- EXERCISE DESCRIPTION: Present the lines below again, exactly as they stand.

- EXERCISE MATERIALS:
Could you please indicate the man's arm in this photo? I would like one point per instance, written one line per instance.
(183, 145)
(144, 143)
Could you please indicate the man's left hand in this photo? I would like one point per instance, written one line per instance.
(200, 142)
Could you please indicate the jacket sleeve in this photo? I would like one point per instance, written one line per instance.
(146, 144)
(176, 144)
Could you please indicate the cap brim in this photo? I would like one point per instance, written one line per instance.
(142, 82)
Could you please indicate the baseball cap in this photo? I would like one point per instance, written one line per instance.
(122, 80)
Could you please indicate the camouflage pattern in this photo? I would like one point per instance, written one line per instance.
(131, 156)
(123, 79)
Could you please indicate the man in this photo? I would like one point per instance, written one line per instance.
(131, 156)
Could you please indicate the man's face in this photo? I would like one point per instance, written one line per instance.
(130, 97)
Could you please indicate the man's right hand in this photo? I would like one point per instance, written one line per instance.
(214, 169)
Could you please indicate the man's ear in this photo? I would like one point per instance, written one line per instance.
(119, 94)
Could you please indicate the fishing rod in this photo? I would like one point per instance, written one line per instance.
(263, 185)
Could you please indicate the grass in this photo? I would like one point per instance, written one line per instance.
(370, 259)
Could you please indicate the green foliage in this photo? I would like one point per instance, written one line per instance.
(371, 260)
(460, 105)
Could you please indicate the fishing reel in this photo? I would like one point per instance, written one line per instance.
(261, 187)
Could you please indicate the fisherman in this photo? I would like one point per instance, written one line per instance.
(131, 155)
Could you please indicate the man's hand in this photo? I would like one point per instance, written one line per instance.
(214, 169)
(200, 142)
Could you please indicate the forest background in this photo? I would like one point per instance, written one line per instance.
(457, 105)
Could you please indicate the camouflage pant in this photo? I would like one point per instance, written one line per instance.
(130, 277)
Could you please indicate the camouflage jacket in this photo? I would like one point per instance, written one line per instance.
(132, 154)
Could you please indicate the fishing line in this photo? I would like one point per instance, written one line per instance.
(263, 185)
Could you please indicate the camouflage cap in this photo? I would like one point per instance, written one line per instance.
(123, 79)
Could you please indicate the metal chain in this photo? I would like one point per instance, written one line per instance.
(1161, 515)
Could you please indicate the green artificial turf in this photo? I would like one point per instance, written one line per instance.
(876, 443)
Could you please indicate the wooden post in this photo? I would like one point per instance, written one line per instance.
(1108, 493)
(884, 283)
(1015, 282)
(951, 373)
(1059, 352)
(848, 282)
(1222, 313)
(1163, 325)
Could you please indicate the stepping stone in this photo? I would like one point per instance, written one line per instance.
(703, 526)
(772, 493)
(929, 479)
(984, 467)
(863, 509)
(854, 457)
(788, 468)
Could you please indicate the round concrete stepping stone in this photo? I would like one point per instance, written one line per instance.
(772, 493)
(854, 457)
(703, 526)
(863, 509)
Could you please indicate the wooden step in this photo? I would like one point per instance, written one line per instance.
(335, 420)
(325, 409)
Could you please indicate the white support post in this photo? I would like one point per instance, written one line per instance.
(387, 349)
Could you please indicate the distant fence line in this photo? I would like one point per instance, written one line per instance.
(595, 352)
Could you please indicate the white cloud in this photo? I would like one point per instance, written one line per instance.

- EXERCISE ANSWER:
Could you please indicate the man's arm in this photo? I would like one point per instance, written one line per instance.
(183, 145)
(144, 143)
Could you please indicate the man's left hand in this photo? I would like one point per instance, written one line per instance.
(200, 142)
Could you please indicate the jacket sleeve in this photo? I would like one point per instance, written one line per instance.
(146, 144)
(176, 144)
Could you please indicate the cap brim in this photo? I would like one point per instance, written one line per instance.
(142, 82)
Could you please indicate the baseball cap in this photo? I would like one point per instance, written one line per instance.
(122, 80)
Could you please indicate the camouflage pattern in this photo? I would like one point per instance, written one line per instance.
(131, 156)
(123, 79)
Could you please indicate the man in this photo? I would like one point per instance, written one line per instance.
(131, 156)
Could you please indicate the man's face in this photo? I would like one point per instance, written one line per instance.
(130, 97)
Could you please indicate the man's right hand in this photo? I would like one point per instance, written one line per instance.
(214, 169)
Could you please indicate the man's ear in this photo? I would like one point per instance, written one line per instance.
(119, 94)
Could you please indicate the fishing rod in this photo? I would like one point per instance, written one line per instance.
(263, 185)
Could you please indicate the grass in this photo? I would like one point per instance, written one line per instance.
(370, 259)
Could you please indicate the green foliage in this photo? I would like one point per instance, written one line per instance.
(371, 260)
(460, 105)
Could you please indicate the fishing reel in this photo? I would like one point per instance, written one line per instance.
(261, 187)
Could you please indicate the fisherman in this photo? I would like one point per instance, written one line per instance.
(131, 155)
Could you please indicate the man's hand in this photo? I would like one point per instance, written one line per instance.
(214, 169)
(200, 142)
Could you please indicate the forest background in this photo? I would like one point per instance, written one line per instance.
(457, 105)
Could you please indicate the camouflage pant in this photo? I would like one point per instance, written one line per instance.
(130, 277)
Could you please indicate the camouflage jacket in this photo? I would like one point per instance, written one line per instance.
(132, 154)
Could you please indicate the fishing line in this photo? I would like one point per instance, written one line per instance.
(263, 185)
Could you please indicate the camouflage cap in this photo? I would like one point per instance, written one line per instance.
(123, 79)
Could you please indicate the metal chain in this photo? I would like one point per instance, written one line per instance.
(1161, 515)
Could you please indicate the green artificial turf in this photo? I would like one point per instance, written one line per instance.
(876, 443)
Could you please indicate the wooden post in this photo? I would like one point per instance, written one line per instance.
(1108, 493)
(884, 283)
(1015, 282)
(951, 373)
(1059, 352)
(848, 282)
(1222, 313)
(1163, 325)
Could you please indicate the stepping stone in this photo? I would like one point per instance, written one line per instance.
(703, 526)
(772, 493)
(929, 479)
(984, 467)
(863, 509)
(854, 457)
(788, 468)
Could you please indicate the round concrete stepping stone in this photo? I would like one point per instance, written one line per instance.
(772, 493)
(854, 457)
(703, 526)
(863, 509)
Could you please indicate the wooden step in this photo? I would like one point per instance, written one line per instance.
(335, 420)
(325, 409)
Could you please indicate the white support post in this photo? I would like one point per instance, written one line per instance.
(387, 349)
Could you please indicate the distant fence line in this photo? I would like one point per instance, written one line per instance.
(595, 352)
Could you please indicate the white cloud in this photo? I would like one point per instance, written one line per instance.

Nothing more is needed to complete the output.